Source information
== == ==

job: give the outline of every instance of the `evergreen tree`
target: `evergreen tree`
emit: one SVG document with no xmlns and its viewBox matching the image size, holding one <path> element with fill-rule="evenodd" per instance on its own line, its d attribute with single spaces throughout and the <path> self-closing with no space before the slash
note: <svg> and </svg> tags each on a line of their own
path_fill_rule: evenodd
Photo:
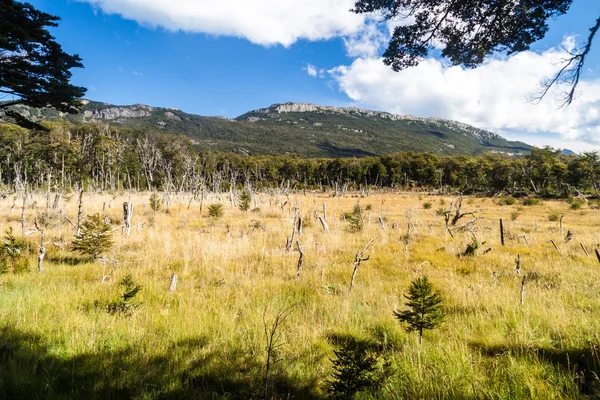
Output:
<svg viewBox="0 0 600 400">
<path fill-rule="evenodd" d="M 0 93 L 15 99 L 0 104 L 0 111 L 26 127 L 38 125 L 9 106 L 76 113 L 77 99 L 86 89 L 69 83 L 70 69 L 83 65 L 78 55 L 65 53 L 47 29 L 56 27 L 60 18 L 15 0 L 0 2 L 0 16 Z"/>
<path fill-rule="evenodd" d="M 238 207 L 242 211 L 248 211 L 250 209 L 250 205 L 252 204 L 252 195 L 246 189 L 240 193 L 238 197 Z"/>
<path fill-rule="evenodd" d="M 423 330 L 435 329 L 444 320 L 443 298 L 435 290 L 429 278 L 422 276 L 413 280 L 408 289 L 406 306 L 409 310 L 394 311 L 400 322 L 408 323 L 407 332 L 419 332 L 419 344 L 423 343 Z"/>
<path fill-rule="evenodd" d="M 369 351 L 368 344 L 348 340 L 334 350 L 333 379 L 328 382 L 329 393 L 338 399 L 352 399 L 362 390 L 377 385 L 377 357 Z"/>
<path fill-rule="evenodd" d="M 100 214 L 88 216 L 81 224 L 81 231 L 73 240 L 73 250 L 96 259 L 113 245 L 111 227 L 104 223 Z"/>
</svg>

== == ==

What is needed
Each line from the one containing "note: <svg> and" through the last line above should be retyped exactly, and no other line. Any picture is to be left out.

Result of this exercise
note: <svg> and </svg> tags each on a line of their own
path_fill_rule: evenodd
Photo:
Output:
<svg viewBox="0 0 600 400">
<path fill-rule="evenodd" d="M 0 93 L 15 99 L 0 104 L 0 111 L 26 127 L 38 125 L 9 106 L 76 113 L 77 99 L 86 89 L 69 83 L 70 69 L 83 65 L 78 55 L 65 53 L 47 29 L 56 27 L 60 18 L 15 0 L 0 2 L 0 16 Z"/>
<path fill-rule="evenodd" d="M 238 207 L 242 211 L 248 211 L 250 209 L 250 205 L 252 204 L 252 195 L 246 189 L 240 193 L 238 197 Z"/>
<path fill-rule="evenodd" d="M 423 330 L 435 329 L 444 320 L 443 298 L 435 290 L 429 278 L 422 276 L 413 280 L 408 289 L 406 306 L 409 310 L 394 311 L 400 322 L 408 323 L 407 332 L 419 332 L 419 344 L 423 343 Z"/>
<path fill-rule="evenodd" d="M 369 351 L 368 344 L 348 340 L 334 350 L 333 379 L 328 382 L 329 393 L 338 399 L 352 399 L 362 390 L 377 385 L 377 357 Z"/>
<path fill-rule="evenodd" d="M 100 214 L 88 216 L 81 224 L 81 231 L 73 240 L 73 250 L 96 259 L 113 245 L 111 227 L 104 223 Z"/>
</svg>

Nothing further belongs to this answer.